Convert all of the material below into a two-column CSV with the header input,output. Give one row for each "Where can" line: that line goes in input and the pixel lines beneath it go in output, each field in double quotes with its line breaks replaced by spaces.

# RECORDED INFORMATION
########

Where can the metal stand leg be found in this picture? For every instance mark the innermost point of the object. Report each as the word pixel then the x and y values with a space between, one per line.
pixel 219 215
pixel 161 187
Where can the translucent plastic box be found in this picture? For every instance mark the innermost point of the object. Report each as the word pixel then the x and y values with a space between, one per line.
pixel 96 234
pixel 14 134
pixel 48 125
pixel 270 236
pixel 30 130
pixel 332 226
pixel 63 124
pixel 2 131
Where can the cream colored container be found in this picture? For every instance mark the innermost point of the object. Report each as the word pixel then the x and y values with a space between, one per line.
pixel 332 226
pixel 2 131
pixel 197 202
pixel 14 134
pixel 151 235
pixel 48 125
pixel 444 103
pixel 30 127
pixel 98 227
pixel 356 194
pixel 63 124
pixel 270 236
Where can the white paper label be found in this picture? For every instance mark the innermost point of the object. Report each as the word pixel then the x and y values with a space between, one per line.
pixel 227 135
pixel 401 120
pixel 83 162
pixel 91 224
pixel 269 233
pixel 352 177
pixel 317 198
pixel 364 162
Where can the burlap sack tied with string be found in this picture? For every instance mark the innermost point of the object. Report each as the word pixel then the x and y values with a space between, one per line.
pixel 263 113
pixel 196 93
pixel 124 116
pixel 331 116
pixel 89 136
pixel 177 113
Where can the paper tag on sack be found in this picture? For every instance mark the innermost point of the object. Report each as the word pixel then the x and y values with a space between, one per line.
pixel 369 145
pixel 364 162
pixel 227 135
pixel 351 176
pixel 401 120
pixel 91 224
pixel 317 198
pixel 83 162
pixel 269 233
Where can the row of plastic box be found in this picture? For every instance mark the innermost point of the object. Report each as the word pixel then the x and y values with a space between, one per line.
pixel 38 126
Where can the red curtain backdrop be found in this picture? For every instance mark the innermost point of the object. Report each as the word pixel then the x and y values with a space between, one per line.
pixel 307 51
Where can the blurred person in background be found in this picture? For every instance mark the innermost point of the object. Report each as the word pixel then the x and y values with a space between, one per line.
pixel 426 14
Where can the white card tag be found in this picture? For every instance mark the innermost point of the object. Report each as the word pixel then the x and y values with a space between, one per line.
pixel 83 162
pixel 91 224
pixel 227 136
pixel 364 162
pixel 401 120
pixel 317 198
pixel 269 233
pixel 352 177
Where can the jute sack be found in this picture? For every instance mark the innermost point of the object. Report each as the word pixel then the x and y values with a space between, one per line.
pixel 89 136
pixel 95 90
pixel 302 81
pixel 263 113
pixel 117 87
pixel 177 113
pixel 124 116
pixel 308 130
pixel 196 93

########

# TASK OUTPUT
input,output
"Where can the metal stand leg be found in this picture? For every instance mark the innermost point of the object. Report each as the word pixel then the x and y values with a space between, one per line.","pixel 219 215 pixel 161 187"
"Where can the translucent plastic box be found in this picture? For every instance mark the innermost point of the object. Report each as the word pixel then the x and y values with a space between, one per line.","pixel 96 234 pixel 14 134 pixel 48 125 pixel 270 236 pixel 30 130 pixel 332 226 pixel 63 124 pixel 2 131"
"Where can the cream colored container be found in this picture? For every instance mark the innermost point of the object. Report each as the word pixel then the x and y values with a space between, one per line.","pixel 332 226 pixel 2 131 pixel 197 202 pixel 14 134 pixel 151 235 pixel 48 125 pixel 444 103 pixel 30 127 pixel 98 227 pixel 356 194 pixel 63 124 pixel 270 236"
"Where can the white paper label be found in this picture? For every instance mark the innermost point of the object. Report each as the word pixel then the x and y values with a space between, one per line.","pixel 227 135 pixel 401 120 pixel 83 162 pixel 91 224 pixel 269 233 pixel 352 177 pixel 317 198 pixel 364 162"
"Where can the burlap sack tied with string be found in this picture? For every instance mark the innermost point of the object. Report each as the word pixel then the x and y values with a space between, one per line.","pixel 263 113 pixel 196 93 pixel 124 116 pixel 331 116 pixel 89 136 pixel 177 113"
"Where can the paper tag on sack be found in this picture? For every instance mark the innermost point of the object. Report each as the word pixel then the x and y values with a space between, one per line.","pixel 369 145 pixel 364 162 pixel 227 135 pixel 351 176 pixel 401 120 pixel 91 224 pixel 317 198 pixel 83 162 pixel 269 233"
"Where can the row of plastic box be found in this picture? For every instance mark the innermost point of the object. Report each as the word pixel then the x and y values with a space between, one per line.","pixel 38 126"
"Where can the red curtain backdrop be found in this picture? For every instance mark the innermost point of the object. Report each as the word pixel then the x and y values with a space between, one per line.","pixel 307 51"
"Where can the blurred person in background be found in this picture? For every instance mark the innermost point of the object. Report each as the word pixel then the x and y values with a space between, one per line.","pixel 426 14"
"Where can the white card tag be found in this picture? For every instance mark the innermost point of the object. Report each as the word pixel then the x and y values with a space between, one per line.","pixel 83 162 pixel 91 224 pixel 227 136 pixel 364 162 pixel 401 120 pixel 317 198 pixel 269 233 pixel 352 177"
"Where can the jute sack be found in this picture? For every instance mark the innermost point of the object. Report each as the word pixel then the x and y values with a space between, one per line.","pixel 89 136 pixel 95 90 pixel 302 81 pixel 263 113 pixel 117 87 pixel 177 113 pixel 124 116 pixel 308 130 pixel 196 93"